:: Document extract ::
■ ■ ■ ■ ■ ■ ■
There are several aspects of chronic pain that have been measured in previous research. These include pain intensity (i.e., magnitude of pain, often categorized into mild, moderate, and severe; Suso-Ribera et al., 2019), interference (i.e. pain-related limitations to daily function; Barry et al. 2017), sensation (e.g., burning, aching, shooting, etc.; Jensen et al. 2013), location (i.e., referencing body areas where pain is experienced; Konstantinou et al. 2013), duration (i.e., the amount of time individuals have experienced pain; Jess et al. 2021), and so on. Despite this range of available measures, pain intensity and interference are the most commonly assessed correlates of poor wellbeing and life satisfaction (e.g., Hawker et al. 2011; Sánchez-Rodríguez et al. 2020; Stålnacke 2011). However, only measuring these two facets of pain fails to address the holistic pain experience, including how afflicted individuals perceive their futures. A small number of studies have used a lesser known pain measure, temporal pattern of pain, and found similar associations with poor well-being and life satisfaction (Liu et al. 2014; Mullady et al. 2011; Wu et al. 2010). This measure categorizes experienced pain into three groups: (1) intermittent pain refers to pain that comes and goes, (2) variable pain is ever-present but fluctuates in intensity, and (3) constant pain is stable in both presence and intensity (Jensen et al. 2006).
Among those with any pain, the intermittent pattern has been associated with less disability, fewer doctor visits, and better emotional wellbeing; whereas those experiencing constant pain describe a poorer quality of life (Attal et al. 2011; Mullady et al. 2011). Intermittent pain has also been shown to be preventable via disengagement with triggering activities, corresponding with mitigated consequences of chronic pain (Hallberg & Carlsson 1998). Alternatively, severe, acute, and/or unmanageable chronic pain (more closely related to constant, or variable pain) contributes to an obstruction to future planning (Agerström et al. 2019; Hellström & Carlsson 1997).
Pain duration may be another important factor predicting individuals’ perceptions of future time. However, the directional effect of pain duration is not certain. For example, individuals often experience feelings of loss and denial directly following pain onset (Dildy 1996) and tend to adapt to limitations with time (Khanom et al. 2020; Sanderson et al. 2011). Therefore, longer pain durations may facilitate more expansive perceptions of the future. In contrast, longer pain experience has been related to greater functional impairment (Davison et al. 2014), worsened pain intensity, and increased pain catastrophizing (Peters et al. 2000); all of which could contribute to the adoption of more limited FTPs.
The present study examines the association of pain, particularly pain temporal pattern and pain duration, with future time perspective. This exploratory research will help confirm the utility of the pain temporal pattern measure and spearhead research efforts to further assess the relationship between pain and future thinking, which may drive interventions related to treatment adherence and goal-setting. Despite a lack of clear theoretical predictions, prior work suggests that, relative to individuals with variable or constant pain, individuals who experience pain intermittently may have more expansive perceptions of future time because they tend to have better psychological and physical health outcomes. Further, we assess whether pain duration moderates the possible association between pain temporal pattern and FTP. Lastly, due to the paucity of research on pain pattern, we describe the composition of each pain pattern group and examine whether available socio-demographic (e.g., age, sex, race, education) factors and subjective health significantly predict pain patterns in any direction.
■ ■ ■ ■ ■ ■ ■
Data excerpts:
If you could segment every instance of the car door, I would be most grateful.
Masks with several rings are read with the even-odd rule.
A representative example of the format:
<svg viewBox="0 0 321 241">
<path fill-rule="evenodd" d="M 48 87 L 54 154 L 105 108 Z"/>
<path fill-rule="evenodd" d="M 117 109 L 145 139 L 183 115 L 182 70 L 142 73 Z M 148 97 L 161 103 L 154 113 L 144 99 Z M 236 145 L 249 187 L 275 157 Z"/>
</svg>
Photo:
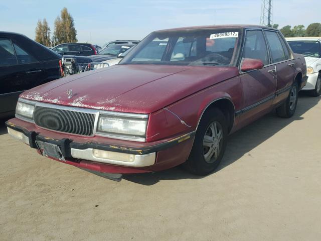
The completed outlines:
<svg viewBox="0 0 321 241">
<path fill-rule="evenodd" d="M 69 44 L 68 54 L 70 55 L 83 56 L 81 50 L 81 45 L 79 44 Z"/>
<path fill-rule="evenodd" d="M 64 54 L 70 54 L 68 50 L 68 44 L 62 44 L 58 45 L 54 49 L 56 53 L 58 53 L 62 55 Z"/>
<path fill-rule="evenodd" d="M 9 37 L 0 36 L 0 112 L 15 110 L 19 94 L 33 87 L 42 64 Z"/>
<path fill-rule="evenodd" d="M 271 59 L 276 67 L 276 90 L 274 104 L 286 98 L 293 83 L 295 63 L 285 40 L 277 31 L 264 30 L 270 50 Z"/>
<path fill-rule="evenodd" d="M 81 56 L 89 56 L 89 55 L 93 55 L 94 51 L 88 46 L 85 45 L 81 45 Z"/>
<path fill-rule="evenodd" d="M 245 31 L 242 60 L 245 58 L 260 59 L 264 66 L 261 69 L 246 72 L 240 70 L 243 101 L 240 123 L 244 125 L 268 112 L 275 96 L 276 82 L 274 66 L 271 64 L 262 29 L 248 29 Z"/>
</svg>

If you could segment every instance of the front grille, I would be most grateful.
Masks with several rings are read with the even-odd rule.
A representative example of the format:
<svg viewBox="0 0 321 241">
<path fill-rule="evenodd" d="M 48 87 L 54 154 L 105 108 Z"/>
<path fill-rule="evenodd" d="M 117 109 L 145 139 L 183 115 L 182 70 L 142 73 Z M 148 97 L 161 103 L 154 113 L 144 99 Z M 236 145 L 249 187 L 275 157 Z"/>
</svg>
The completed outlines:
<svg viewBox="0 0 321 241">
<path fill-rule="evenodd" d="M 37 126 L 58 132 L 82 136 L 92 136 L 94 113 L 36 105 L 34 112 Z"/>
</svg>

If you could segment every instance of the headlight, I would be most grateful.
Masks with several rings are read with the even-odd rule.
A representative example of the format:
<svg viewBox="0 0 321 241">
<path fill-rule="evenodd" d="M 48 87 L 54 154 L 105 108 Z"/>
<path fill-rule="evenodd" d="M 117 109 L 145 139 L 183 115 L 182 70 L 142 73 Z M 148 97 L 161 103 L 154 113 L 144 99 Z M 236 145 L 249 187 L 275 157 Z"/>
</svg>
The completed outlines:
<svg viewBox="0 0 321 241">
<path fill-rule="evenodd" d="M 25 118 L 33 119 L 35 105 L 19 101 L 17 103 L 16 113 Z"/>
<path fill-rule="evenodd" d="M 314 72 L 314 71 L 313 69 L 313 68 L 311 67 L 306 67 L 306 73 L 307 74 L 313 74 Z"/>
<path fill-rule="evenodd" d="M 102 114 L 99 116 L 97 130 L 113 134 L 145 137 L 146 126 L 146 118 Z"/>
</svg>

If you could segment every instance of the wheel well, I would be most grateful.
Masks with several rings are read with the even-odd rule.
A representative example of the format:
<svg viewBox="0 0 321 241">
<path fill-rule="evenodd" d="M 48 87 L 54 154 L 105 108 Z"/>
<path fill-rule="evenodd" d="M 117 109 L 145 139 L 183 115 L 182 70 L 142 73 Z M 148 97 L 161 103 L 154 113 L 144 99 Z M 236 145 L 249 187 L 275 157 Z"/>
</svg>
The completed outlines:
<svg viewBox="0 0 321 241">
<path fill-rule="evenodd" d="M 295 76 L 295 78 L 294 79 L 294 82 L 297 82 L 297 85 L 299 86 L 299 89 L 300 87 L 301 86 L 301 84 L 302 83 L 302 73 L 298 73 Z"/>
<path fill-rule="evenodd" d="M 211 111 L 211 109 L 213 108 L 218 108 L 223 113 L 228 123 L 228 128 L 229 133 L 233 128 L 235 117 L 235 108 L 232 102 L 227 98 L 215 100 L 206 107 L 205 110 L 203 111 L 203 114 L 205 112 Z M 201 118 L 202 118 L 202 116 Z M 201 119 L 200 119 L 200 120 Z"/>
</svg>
■ ■ ■ ■ ■ ■ ■
:: What is needed ::
Continue the text on chronic pain and future time perspective from the point where it stops.

:: Exercise result ::
Prior to conducting this study, all procedures were approved by the Cornell University Institutional Review board. A convenience sample of 150 participants was recruited in 2017–2018 from Ithaca, New York and New York City. In Ithaca, participants were recruited via existing participant pools from Cornell University’s Healthy Aging Lab, in-person and electronic announcements (to the Self-Management Resource Center database), and flyers in physical therapy offices, pain clinics, the Office for the Aging, and the Lifelong Senior Center. New York City participants were recruited through local senior centers, the Wright Center on Aging, and the Research Career Institute in the Mental Health of Aging. It is assumed that participants who were recruited at physical therapy offices and pain clinics were accessing pain management supports through these providers prior to their involvement in the study; there were no survey questions on this topic. All eligible participants were at least 45 years old and reported experiencing non-cancer pain on most days for at least three consecutive months in the past year. There was no upper age limit. To ensure their ability to provide reliable self-reports, participants also had to score a 4 or higher on the Six-Item Cognitive Screening Test (Callahan et al. 2002). This test is a well-established assessment that has shown to be valid and reliable for screening participants with significant cognitive impairment in a number of studies (Carpenter et al. 2011; Chen et al. 2010; Wilber et al. 2005).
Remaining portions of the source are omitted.